▸ WHAT YOU HAVE TO DO
From the data below, copy every line that contains the word "road".

▸ DATA EXCERPTS
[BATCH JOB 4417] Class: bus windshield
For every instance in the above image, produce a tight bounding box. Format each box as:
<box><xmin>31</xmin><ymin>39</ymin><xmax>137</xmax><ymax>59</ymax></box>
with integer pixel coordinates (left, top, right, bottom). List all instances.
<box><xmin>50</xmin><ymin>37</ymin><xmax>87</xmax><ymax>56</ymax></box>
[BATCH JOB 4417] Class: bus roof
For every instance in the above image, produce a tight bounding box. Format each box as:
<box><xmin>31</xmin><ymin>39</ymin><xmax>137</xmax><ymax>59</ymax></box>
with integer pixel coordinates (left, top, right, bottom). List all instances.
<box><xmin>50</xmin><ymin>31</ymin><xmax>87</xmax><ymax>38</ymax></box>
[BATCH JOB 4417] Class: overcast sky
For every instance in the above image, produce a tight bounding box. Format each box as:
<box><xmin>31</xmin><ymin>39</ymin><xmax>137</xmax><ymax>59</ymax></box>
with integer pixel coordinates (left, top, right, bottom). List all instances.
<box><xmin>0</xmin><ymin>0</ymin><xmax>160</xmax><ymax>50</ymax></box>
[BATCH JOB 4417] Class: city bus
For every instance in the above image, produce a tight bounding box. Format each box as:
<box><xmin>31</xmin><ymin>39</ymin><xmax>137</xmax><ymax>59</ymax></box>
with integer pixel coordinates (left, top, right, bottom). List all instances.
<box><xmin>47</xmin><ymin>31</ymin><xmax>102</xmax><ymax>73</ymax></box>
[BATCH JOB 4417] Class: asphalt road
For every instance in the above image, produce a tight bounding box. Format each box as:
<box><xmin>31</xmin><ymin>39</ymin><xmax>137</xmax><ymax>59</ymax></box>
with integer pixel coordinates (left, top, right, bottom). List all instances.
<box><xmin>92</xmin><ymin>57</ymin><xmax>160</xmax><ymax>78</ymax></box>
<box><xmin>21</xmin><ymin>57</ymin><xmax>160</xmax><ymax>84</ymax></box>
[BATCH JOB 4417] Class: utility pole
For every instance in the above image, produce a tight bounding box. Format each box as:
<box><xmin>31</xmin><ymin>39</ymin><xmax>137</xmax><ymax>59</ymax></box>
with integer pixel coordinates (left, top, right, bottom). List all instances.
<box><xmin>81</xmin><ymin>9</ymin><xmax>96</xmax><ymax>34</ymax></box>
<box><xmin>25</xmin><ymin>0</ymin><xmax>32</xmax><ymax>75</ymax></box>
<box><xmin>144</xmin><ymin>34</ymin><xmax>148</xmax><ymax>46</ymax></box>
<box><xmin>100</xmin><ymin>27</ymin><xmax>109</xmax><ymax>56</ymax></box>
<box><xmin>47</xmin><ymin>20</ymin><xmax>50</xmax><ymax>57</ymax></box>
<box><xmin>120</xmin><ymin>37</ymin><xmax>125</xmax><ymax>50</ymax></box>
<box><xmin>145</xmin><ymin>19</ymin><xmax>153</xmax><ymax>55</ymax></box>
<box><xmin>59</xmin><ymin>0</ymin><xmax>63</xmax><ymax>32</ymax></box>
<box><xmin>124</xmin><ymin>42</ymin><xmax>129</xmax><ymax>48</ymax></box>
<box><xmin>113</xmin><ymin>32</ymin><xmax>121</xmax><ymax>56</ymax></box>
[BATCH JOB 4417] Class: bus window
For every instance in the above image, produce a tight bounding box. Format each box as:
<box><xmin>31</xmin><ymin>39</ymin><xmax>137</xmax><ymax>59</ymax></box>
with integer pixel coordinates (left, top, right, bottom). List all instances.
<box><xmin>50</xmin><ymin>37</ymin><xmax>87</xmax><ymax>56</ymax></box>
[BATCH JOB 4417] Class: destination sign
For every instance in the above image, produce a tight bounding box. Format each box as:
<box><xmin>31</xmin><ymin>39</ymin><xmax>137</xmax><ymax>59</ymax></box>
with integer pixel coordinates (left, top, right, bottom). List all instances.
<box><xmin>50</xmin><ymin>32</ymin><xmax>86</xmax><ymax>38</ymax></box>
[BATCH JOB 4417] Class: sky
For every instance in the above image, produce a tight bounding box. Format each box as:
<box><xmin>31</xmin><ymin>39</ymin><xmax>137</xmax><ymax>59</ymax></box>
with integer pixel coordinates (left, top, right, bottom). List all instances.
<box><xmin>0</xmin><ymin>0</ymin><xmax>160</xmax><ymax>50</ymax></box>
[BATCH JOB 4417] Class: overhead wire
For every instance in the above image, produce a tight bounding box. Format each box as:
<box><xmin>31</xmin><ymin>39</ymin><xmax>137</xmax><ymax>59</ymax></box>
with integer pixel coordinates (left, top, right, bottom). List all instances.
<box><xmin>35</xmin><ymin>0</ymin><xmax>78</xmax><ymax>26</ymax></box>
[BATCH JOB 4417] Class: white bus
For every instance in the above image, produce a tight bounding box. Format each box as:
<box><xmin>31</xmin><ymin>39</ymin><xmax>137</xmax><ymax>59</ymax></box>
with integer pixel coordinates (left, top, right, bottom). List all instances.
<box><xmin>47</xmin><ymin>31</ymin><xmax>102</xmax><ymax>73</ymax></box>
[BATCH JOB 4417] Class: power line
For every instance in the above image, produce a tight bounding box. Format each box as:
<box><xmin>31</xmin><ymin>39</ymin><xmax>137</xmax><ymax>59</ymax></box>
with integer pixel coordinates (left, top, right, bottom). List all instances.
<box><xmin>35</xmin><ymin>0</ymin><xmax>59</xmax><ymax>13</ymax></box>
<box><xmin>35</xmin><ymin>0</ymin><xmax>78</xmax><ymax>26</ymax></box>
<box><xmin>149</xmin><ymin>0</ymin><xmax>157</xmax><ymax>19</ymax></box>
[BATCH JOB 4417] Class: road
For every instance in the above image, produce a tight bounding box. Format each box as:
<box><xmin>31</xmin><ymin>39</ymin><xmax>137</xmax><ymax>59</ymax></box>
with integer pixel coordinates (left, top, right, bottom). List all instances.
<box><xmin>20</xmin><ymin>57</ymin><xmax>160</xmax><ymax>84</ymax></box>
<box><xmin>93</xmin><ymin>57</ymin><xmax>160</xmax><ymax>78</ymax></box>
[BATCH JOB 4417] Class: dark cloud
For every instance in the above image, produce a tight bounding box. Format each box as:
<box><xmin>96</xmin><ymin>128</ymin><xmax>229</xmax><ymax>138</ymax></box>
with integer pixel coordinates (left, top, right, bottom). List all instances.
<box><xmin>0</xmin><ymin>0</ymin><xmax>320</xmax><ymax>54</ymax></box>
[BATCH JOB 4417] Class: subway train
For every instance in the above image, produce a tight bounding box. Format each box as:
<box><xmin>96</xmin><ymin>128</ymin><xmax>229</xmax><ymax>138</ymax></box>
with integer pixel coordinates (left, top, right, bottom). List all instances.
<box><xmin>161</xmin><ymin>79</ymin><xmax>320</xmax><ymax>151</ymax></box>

▸ TASK RESPONSE
[BATCH JOB 4417] Class: asphalt road
[BATCH JOB 4417] Class: road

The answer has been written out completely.